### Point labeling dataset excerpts
* START *

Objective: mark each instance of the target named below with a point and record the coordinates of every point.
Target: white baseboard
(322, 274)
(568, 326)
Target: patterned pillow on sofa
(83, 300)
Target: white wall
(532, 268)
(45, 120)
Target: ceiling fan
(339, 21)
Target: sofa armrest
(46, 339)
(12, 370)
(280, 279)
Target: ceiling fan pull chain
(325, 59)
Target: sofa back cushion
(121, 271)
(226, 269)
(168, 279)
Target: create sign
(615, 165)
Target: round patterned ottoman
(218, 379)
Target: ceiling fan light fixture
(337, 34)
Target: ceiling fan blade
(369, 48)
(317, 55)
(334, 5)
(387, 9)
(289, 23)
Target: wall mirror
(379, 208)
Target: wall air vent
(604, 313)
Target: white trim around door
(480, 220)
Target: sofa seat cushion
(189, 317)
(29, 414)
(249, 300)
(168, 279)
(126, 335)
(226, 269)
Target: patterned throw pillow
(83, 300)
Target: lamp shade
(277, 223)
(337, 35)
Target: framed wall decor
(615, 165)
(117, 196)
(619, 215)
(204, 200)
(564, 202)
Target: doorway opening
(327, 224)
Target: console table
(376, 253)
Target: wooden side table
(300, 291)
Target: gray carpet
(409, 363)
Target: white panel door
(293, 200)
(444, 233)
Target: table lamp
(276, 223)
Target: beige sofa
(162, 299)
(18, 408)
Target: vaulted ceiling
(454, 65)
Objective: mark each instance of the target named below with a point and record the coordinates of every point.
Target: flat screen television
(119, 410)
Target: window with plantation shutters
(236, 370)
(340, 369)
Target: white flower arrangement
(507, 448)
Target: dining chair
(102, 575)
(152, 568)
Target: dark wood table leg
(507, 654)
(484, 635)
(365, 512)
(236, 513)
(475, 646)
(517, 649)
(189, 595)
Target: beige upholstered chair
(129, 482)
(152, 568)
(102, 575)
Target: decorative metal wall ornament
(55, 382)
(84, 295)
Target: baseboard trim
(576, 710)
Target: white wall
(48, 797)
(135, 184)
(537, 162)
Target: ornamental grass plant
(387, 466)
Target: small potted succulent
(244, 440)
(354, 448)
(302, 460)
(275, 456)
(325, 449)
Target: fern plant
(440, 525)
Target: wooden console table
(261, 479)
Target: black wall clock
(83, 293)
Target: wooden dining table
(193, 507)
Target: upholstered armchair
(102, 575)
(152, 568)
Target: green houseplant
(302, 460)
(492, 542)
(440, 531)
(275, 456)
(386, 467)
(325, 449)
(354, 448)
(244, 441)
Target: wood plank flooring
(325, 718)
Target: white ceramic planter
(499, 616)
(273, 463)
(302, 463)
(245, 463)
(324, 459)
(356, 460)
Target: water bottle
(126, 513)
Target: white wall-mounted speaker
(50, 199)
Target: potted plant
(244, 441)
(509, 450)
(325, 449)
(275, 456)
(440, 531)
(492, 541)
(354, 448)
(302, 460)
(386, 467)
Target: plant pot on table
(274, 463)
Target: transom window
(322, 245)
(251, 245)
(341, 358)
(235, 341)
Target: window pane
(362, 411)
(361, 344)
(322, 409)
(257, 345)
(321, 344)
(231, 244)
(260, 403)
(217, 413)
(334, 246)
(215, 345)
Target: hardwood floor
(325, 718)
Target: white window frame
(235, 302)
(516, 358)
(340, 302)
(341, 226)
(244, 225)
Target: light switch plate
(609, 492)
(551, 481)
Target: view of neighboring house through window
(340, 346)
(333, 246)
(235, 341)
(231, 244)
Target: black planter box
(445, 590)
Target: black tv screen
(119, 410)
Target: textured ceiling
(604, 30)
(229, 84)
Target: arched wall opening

* END *

### SET PROBLEM
Print all of the entries exactly as they appear.

### TASK OUTPUT
Objective: mark each instance of the target named below with a point and record the coordinates of every point.
Target: white baseboard
(322, 274)
(568, 326)
Target: patterned pillow on sofa
(83, 300)
Target: white wall
(532, 268)
(45, 120)
Target: ceiling fan
(339, 21)
Target: sofa armrest
(46, 339)
(12, 370)
(280, 279)
Target: ceiling fan pull chain
(325, 59)
Target: sofa back cushion
(121, 271)
(226, 269)
(168, 279)
Target: create sign
(615, 165)
Target: round patterned ottoman
(218, 379)
Target: ceiling fan light fixture
(337, 34)
Target: ceiling fan blade
(369, 48)
(317, 55)
(334, 5)
(387, 9)
(289, 23)
Target: wall mirror
(379, 208)
Target: wall air vent
(604, 313)
Target: white trim around door
(480, 220)
Target: sofa seat cushion
(189, 317)
(29, 414)
(249, 300)
(168, 279)
(126, 335)
(226, 269)
Target: patterned throw pillow
(83, 300)
Target: lamp shade
(277, 223)
(337, 35)
Target: framed wall decor
(615, 165)
(117, 196)
(619, 215)
(204, 200)
(564, 202)
Target: doorway opening
(327, 224)
Target: console table
(376, 253)
Target: wooden side table
(300, 291)
Target: gray carpet
(409, 363)
Target: white panel door
(293, 200)
(444, 233)
Target: table lamp
(276, 223)
Target: beige sofa
(162, 299)
(18, 408)
Target: vaulted ceiling
(454, 65)
Objective: mark each instance of the target named below with a point and record the coordinates of every point.
Target: flat screen television
(119, 410)
Target: window with plantation shutters
(236, 370)
(340, 369)
Target: white flower arrangement
(507, 448)
Target: dining chair
(102, 575)
(152, 568)
Target: dark wood table leg
(507, 654)
(484, 635)
(365, 512)
(236, 513)
(475, 646)
(517, 649)
(189, 595)
Target: beige upholstered chair
(129, 482)
(152, 568)
(102, 575)
Target: decorative metal wall ornament
(55, 382)
(84, 295)
Target: baseboard trim
(576, 710)
Target: white wall
(48, 797)
(135, 184)
(537, 162)
Target: ornamental grass plant
(387, 466)
Target: small potted succulent
(244, 440)
(354, 448)
(302, 460)
(275, 456)
(325, 449)
Target: fern plant
(440, 525)
Target: wooden console table
(261, 479)
Target: black wall clock
(83, 293)
Target: wooden dining table
(193, 507)
Target: upholstered armchair
(102, 575)
(152, 568)
Target: green houseplant
(302, 460)
(492, 542)
(440, 531)
(275, 456)
(386, 467)
(325, 449)
(354, 448)
(244, 441)
Target: wood plank flooring
(325, 718)
Target: white ceramic planter
(499, 616)
(273, 463)
(302, 463)
(245, 463)
(324, 459)
(356, 460)
Target: water bottle
(126, 513)
Target: white wall-mounted speaker
(50, 199)
Target: potted plant
(244, 441)
(509, 450)
(325, 449)
(275, 456)
(440, 531)
(492, 541)
(354, 448)
(302, 460)
(386, 467)
Target: plant pot on table
(274, 463)
Target: transom window
(322, 245)
(251, 245)
(341, 358)
(235, 341)
Target: window pane
(362, 411)
(361, 344)
(322, 409)
(257, 345)
(321, 344)
(231, 244)
(260, 403)
(217, 413)
(334, 246)
(215, 345)
Target: hardwood floor
(325, 718)
Target: white window frame
(235, 302)
(516, 358)
(340, 302)
(341, 226)
(244, 225)
Target: light switch plate
(609, 492)
(551, 481)
Target: view of neighboring house through window
(340, 346)
(333, 246)
(235, 341)
(231, 244)
Target: black planter box
(445, 590)
Target: black tv screen
(119, 410)
Target: textured ceiling
(604, 30)
(229, 84)
Target: arched wall opening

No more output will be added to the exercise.